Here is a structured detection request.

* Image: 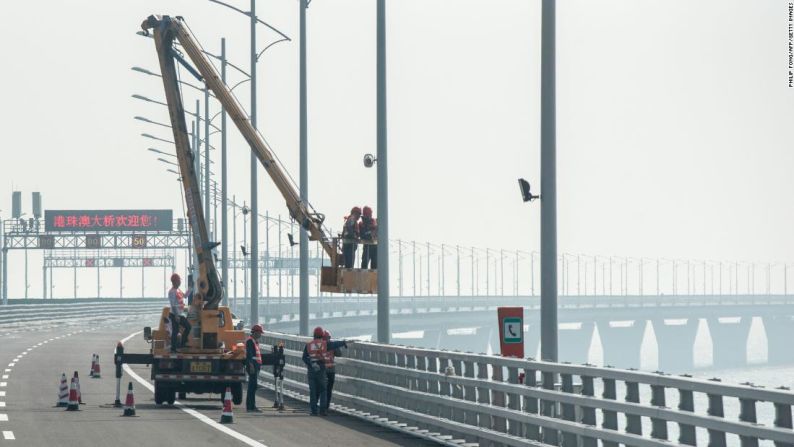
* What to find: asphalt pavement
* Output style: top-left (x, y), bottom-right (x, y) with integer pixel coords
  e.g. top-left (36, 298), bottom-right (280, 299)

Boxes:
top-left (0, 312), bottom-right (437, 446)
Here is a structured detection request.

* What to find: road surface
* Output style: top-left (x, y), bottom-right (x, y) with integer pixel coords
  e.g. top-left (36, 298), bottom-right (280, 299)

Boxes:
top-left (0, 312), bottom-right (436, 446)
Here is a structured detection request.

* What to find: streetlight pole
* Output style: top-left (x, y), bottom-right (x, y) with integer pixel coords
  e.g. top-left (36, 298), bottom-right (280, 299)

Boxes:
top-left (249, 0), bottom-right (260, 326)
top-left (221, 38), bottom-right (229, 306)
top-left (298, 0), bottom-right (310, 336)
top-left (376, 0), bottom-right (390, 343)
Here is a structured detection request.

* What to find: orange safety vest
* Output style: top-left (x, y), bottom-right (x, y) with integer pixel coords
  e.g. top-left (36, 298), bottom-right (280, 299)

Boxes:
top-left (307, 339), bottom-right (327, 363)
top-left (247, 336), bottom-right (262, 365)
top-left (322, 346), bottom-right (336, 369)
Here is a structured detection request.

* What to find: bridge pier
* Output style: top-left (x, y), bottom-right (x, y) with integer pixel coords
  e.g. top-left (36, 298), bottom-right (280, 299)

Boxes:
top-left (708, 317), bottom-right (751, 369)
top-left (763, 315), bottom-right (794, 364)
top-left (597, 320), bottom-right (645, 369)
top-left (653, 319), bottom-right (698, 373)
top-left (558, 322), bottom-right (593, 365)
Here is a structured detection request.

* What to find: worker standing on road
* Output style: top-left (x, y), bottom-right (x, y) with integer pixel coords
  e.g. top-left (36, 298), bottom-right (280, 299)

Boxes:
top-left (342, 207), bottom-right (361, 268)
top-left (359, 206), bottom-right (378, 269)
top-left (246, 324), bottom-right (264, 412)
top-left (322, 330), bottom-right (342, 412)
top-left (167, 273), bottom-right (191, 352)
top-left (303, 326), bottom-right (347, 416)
+ + + +
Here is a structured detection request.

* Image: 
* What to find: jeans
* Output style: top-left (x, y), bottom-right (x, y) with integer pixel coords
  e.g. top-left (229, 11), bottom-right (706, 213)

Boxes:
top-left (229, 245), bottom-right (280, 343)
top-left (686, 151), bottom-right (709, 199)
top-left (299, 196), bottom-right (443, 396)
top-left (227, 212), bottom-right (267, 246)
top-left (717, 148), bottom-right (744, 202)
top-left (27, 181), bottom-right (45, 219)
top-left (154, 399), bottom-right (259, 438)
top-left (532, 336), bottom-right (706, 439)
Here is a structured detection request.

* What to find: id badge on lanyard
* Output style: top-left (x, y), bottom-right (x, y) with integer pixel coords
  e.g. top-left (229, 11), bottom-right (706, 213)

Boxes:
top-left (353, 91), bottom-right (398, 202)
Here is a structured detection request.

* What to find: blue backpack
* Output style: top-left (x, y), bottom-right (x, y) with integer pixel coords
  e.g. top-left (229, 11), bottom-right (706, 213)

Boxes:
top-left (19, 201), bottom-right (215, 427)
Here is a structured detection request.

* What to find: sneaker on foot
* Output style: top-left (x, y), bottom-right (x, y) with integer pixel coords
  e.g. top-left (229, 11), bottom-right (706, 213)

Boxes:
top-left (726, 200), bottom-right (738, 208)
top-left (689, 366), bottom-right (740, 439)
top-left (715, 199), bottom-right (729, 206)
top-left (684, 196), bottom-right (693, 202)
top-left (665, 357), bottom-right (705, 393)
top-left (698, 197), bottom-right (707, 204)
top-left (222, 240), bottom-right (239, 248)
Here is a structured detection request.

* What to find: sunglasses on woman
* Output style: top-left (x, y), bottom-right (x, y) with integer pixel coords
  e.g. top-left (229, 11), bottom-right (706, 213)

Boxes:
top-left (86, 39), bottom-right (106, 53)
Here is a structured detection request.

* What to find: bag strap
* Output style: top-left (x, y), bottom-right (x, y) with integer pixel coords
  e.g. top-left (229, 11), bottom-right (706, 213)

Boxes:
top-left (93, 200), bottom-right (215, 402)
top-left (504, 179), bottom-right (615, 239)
+ + + +
About this exercise: After reading the records above, work out how many lines contain "find" and give that number only.

Written response: 12